Document segment -
But there are other ways we can interpret probability, and one of those will let us jump into some territory that is less well trodden, but even more fruitful.
We can use probability to represent how true something is. This is quite different from a Bayesian interpretation which is how confident we can be that something is black-and-white true. We’ll call our ‘how true’ interpretation the fuzzy interpretation, because it treats truth as somewhat fuzzy.
Let’s take an example (and to avoid the criticism that this is about Carrier or mythicism, let’s talk sport). If I described an NBA basketball player, and asked “What is the probability that he is tall?”, a Bayesian might say: “let’s define tall as over 6’6″, how confident am I that an NBA player is at least that tall?” A fuzzy interpretation might say “someone who is 5’6″ is not at all ‘tall’, someone who is 7′ is entirely ‘tall’, people in between are somewhat tall, how tall is my player?”
So let’s imagine that the average height of NBA players is 6’9″, and only 30% are shorter than 6’6″. The Bayesian then says, the probability of your NBA player being tall is 70% (because only 30% aren’t), the ‘fuzzyist’ says the probability is 83%, because all we know about NBA players on average is they are 83% tall.
There are some bits of knowledge that are black-and-white, but perhaps not many. The philosophical problem of vagueness is important (see my post on Sorites paradox for some more background), and it crops up in many places. When you ask questions about knowledge, it turns out to be very difficult to be precise enough to avoid having vague criteria. Even in our Bayesian NBA example there is a small degree vagueness: how do we measure, should the person be standing as straight as they can, how firm do we press down their hair, do we round near values up or down, how confident are we in our measuring stick? In this case, the vagueness probably isn’t important, but it is still there.

Data excerpt -
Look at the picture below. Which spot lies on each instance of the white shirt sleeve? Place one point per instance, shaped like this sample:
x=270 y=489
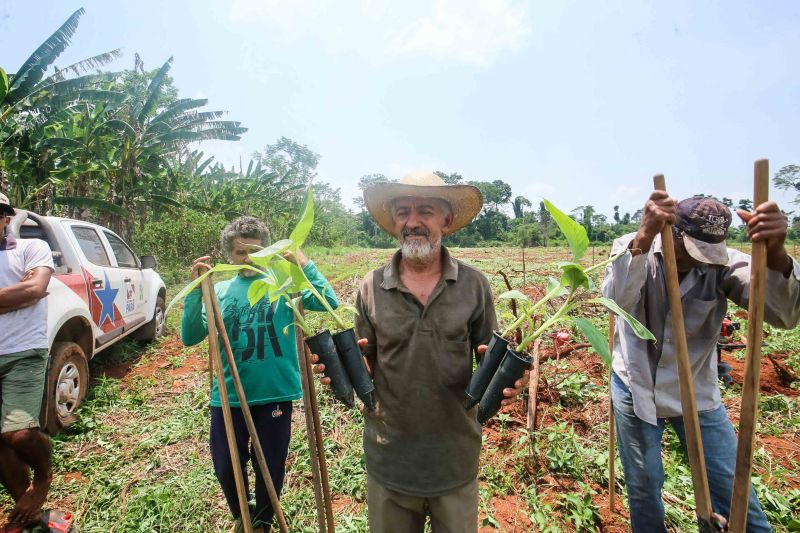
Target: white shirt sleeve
x=37 y=254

Exercise brief - Please copy the passage on interpreting probability from "But there are" to "even more fruitful.".

Result of the exercise -
But there are other ways we can interpret probability, and one of those will let us jump into some territory that is less well trodden, but even more fruitful.